Below are entries; output exactly the lines from the one with "Target: window with white frame" to the one with "Target: blue latex glove", both included, and nothing else.
══ Given records ══
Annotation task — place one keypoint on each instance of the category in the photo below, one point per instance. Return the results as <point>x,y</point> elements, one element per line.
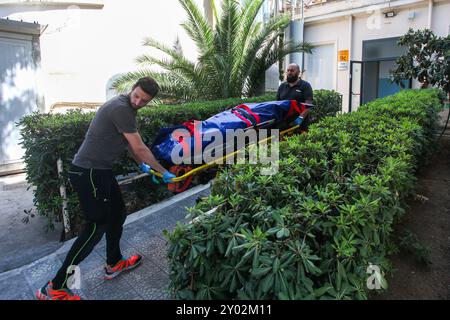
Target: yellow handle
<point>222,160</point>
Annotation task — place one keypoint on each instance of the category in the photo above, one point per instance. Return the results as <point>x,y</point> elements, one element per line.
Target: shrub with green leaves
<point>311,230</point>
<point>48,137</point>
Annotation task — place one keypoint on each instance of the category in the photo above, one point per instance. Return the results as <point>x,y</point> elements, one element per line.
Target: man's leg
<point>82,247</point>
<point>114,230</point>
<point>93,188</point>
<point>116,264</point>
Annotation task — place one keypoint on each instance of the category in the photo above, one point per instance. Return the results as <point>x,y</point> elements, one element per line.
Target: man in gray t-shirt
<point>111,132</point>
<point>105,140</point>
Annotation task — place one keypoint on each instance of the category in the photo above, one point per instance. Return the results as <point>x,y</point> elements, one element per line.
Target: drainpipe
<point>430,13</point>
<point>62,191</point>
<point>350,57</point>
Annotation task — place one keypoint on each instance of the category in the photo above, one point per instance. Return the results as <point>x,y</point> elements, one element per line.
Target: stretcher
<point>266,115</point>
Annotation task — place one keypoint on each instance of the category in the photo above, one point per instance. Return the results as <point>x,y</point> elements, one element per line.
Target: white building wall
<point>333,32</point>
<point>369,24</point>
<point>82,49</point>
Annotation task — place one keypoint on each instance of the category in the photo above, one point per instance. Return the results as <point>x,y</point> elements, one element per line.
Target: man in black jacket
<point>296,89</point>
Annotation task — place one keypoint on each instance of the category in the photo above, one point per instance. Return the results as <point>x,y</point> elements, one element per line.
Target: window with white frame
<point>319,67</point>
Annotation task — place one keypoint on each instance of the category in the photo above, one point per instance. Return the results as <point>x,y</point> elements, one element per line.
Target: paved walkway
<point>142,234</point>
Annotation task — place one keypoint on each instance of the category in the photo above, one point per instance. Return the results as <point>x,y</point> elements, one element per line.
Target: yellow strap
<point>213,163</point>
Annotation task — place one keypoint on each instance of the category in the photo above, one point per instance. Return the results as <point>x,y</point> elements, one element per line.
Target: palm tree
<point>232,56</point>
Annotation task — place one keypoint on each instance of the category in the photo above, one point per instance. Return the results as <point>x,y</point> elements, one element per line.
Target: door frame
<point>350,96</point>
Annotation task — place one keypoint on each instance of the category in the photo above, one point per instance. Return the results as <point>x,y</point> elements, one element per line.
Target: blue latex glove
═══
══ Given records ══
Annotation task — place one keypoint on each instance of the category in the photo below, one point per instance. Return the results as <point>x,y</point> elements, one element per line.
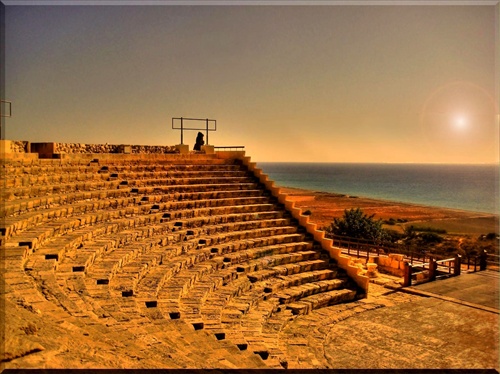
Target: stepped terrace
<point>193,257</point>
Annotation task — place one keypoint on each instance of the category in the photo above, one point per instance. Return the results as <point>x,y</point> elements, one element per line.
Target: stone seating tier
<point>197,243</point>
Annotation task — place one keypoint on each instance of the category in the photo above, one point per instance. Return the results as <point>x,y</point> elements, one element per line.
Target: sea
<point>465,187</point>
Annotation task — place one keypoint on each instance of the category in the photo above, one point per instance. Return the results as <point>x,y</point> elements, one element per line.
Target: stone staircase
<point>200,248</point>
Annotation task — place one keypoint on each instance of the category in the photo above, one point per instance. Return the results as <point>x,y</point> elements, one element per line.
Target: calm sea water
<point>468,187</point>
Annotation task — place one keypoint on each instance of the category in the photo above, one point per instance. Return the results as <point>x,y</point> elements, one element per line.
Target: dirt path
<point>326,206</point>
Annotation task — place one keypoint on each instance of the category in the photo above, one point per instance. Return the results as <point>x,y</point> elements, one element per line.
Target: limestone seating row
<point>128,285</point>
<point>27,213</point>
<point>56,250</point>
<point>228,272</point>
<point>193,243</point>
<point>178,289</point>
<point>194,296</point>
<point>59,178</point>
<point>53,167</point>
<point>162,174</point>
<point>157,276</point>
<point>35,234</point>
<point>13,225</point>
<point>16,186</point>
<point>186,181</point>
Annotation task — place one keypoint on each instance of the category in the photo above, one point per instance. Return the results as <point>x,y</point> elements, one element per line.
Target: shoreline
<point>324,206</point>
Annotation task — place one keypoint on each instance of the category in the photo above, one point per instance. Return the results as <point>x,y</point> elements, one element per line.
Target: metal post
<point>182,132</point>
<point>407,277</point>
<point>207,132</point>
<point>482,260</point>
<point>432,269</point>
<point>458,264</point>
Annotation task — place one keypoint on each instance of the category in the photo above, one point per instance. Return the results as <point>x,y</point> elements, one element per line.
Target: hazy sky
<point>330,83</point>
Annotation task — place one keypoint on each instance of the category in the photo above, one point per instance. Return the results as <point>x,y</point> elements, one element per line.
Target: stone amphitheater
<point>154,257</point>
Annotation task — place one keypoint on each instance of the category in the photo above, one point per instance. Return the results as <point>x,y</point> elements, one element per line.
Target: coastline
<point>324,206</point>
═══
Solution to the exercise >>
Target: window with white frame
<point>319,67</point>
Annotation task — place one keypoint on each instance of the category in the photo above, one point per instance. Return the results as <point>x,y</point> elements, one element per line.
Target: paved walkway
<point>142,234</point>
Annotation task — place one keypoint on each instance of the category in the photo above, one point per instance. Return the results as <point>x,y</point> elements, one element per line.
Target: yellow strap
<point>213,163</point>
Annotation task — place one keypoint on each instance of the category in the photo above, one point per instance. Return the results as <point>x,y</point> elements, one element per line.
Target: palm tree
<point>232,56</point>
Annotation task — place one keypoint on each instance of the category in the photo above, one point per instance. Return the results as <point>x,y</point> elements, one element per line.
Target: door frame
<point>350,96</point>
Annotation task — place one keypoint on each instance of the category in the photo above, one point per instance. Return the results as <point>x,y</point> elements, one element per line.
Target: blue latex glove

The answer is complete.